**Sezione del documento**
=-=-=

Fra buio e (ambigue) utopie

Fabrizio Melodia riflette su scelta rivoluzionaria e pensiero mitologico di Ursula Kroeber LeGuin

Oscar Mondadori ha mandato in libreria «La mano sinistra del buio» di zia Ursula (per noi del Marte-dì è “zia”; per chi non la conosce ancora è Ursula K. Le Guin) ovvero la nuova traduzione del romanzo finora noto come «La mano sinistra delle tenebre». Ne riparleremo presto, intanto vi aiutiamo a inquadrarla con un inedito (vecchio ma sempre buono) di Fabrizio Melodia.

«C’era un muro. (…) Come ogni altro muro, anch’esso era ambiguo, bifronte. Quel che stava al suo interno e quel che stava al suo esterno dipendevano dal lato da cui lo si osservava». Così inizia «I reietti dell’altro pianeta», uno dei due libri che rese famosa Ursula Kroeber LeGuin.

Un muro oltre le tenebre da rischiarare e da scalare.

Tutta la vicenda letteraria e umana di zia Ursula permane completamente in questa poetica e filosofica partecipazione alla vicenda umana, in tutti i suoi aspetti.

Aveva il destino segnato fin dall’infanzia, l’indomita Ursula.

Figlia di un antropologo e di una scrittrice, nasce attorniata da miti e letteratura. Suo padre aveva persino “studiato” Ishi – l’unico superstite della tribù degli Yahi in California e la madre, Theodora Kracaw Kroeber Quinn ne scriss: un tristissimo privilegio.

Ursula LeGuin s’innamorò precocemente della fantascienza, scrivendo a nove anni il primo racconto e tentò di piazzarlo. Venne puntualmente respinto ma lei non si perse d’animo, proprio no.

Affinò “le armi” sempre seguendo la sua natura immaginifica, immersa nella mitologia della tecnica, cui sentiva di appartenere. Amava essere libera, intendeva esplorare tutto, possibilmente andando laddove nessuno era mai giunto.

Si laureò alla Columbia University, alla fine degli anni Quaranta, in storia della letteratura francese e del Risorgimento italiano trasferendosi poi a Parigi, dove conobbe Charles LeGuin, l’uomo che sarebbe diventato suo marito nel 1953.

=-=-=

**Obiettivo dichiarato 1**
Modifica l'elenco partendo dalla riga con "Annotator task sheet — locate the pine" e proseguendo fino alla riga con "[122,177,178,252]": riscrivi queste righe sostituendo "pine tree" con "spruce tree" e lasciando tutto il resto invariato.

**Dati registrati**
=-=-=

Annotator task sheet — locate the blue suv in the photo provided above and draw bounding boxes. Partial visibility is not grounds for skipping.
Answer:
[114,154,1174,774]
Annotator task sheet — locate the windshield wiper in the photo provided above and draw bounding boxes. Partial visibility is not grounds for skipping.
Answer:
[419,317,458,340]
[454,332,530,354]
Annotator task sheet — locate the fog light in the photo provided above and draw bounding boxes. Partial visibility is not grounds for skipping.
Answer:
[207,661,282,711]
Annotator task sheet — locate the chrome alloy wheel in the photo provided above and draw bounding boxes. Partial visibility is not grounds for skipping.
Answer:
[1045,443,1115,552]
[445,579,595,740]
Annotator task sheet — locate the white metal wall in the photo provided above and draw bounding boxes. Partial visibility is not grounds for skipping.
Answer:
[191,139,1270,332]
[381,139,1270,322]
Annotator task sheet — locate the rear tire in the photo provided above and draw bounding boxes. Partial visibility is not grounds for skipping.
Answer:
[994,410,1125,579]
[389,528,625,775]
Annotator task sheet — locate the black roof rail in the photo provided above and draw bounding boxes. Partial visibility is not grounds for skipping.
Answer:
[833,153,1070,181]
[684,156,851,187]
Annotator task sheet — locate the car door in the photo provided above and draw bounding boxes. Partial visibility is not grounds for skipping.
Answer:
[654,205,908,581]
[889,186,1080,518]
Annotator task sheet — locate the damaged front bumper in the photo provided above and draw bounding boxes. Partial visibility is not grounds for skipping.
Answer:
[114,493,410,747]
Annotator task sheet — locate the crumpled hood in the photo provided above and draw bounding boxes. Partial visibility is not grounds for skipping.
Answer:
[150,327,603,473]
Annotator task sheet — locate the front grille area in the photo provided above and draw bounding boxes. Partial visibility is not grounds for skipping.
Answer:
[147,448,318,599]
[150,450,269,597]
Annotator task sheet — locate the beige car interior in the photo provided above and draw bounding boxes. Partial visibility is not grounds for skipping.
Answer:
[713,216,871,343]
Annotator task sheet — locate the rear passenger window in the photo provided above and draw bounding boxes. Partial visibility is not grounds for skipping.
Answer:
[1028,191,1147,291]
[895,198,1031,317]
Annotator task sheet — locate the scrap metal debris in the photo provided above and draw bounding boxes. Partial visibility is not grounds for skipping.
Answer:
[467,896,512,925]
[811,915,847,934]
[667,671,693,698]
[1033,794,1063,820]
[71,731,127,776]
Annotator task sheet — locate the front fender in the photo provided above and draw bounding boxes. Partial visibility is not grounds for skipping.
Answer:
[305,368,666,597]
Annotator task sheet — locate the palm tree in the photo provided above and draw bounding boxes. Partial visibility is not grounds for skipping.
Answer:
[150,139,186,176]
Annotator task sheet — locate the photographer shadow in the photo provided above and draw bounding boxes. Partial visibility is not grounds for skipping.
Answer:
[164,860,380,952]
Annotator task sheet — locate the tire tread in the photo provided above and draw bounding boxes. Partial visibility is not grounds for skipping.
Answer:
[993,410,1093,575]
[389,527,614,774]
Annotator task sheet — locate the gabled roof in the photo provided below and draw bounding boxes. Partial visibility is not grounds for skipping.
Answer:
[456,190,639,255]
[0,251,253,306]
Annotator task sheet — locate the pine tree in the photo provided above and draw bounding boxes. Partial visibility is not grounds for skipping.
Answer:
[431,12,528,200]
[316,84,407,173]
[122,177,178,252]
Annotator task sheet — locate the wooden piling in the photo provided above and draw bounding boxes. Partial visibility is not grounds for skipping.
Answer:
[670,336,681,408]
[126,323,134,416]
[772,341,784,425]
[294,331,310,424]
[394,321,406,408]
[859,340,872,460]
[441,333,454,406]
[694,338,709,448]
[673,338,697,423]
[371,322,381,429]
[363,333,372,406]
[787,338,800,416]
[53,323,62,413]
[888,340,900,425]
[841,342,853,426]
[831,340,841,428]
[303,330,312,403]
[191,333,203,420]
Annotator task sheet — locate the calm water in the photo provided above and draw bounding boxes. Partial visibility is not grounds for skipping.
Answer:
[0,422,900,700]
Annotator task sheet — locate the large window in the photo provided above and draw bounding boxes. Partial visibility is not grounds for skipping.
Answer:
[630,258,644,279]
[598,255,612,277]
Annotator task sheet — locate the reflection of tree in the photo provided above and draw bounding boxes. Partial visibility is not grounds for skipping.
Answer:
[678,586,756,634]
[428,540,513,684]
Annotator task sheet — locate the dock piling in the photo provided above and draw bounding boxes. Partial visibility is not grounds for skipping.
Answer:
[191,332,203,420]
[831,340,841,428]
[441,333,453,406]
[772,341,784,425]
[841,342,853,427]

=-=-=

**Obiettivo dichiarato 2**
Riprendi il testo su Ursula Le Guin e continualo a partire dall'ultima frase riportata.

**Risposta 1**
Annotator task sheet — locate the spruce tree in the photo provided above and draw bounding boxes. Partial visibility is not grounds for skipping.
Answer:
[431,12,528,200]
[316,84,407,173]
[122,177,178,252]

**Risposta 2**
Il primo racconto pubblicato fu un fantasy, «Aprile a Parigi» (1962) ma la notorietà arriverà solo nel 1969 con il romanzo «La mano sinistra delle tenebre» che vinse Hugo e Nebula, i due maggiori premi della fantascienza.

Il medesimo destino spetterà al romanzo «I reietti dell’altro pianeta» (1974) – noto anche come «Un’ambigua utopia» – che aprì il “Ciclo dell’Ecumene” e divenne un punto di riferimento per il mondo anarchico; tutt’oggi molti gruppi libertari si chiamano Anarres.

La fantascienza di Ursula LeGuin è percorsa continuamente dall’opposizione aalla guerra, al sessismo e all’ingiustizia sociale, muovendosi spesso intorno alla difficoltà (o alla perdita) del linguaggio e della comunicazione.

Se chi sta leggendo non conosce «La mano sinistra delle tenebre» salti il (breve) paragrafo successivo perchè si farà spoiler.

Il terrestre Genly Ai è inviato dell’Ecumene sul pianeta Gethen. Scoprirà che gli abitanti sono neutri dal punto di vista sessuale ma ogni 26 giorni attraversano una breve fase detta kemmer in cui diventano maschi o femmine in base a uno scambio di feromoni con il partner, quindi hanno la possibilità di restare incinti.

Gli abitanti, invece che pensare ai vantaggi di venire in contatto con altri popoli, pensano solo a sfruttare Genly Ai per il proprio tornaconto personale, mentre l’Inviato vivrà una strana e formativa esperienza con un Getheniano.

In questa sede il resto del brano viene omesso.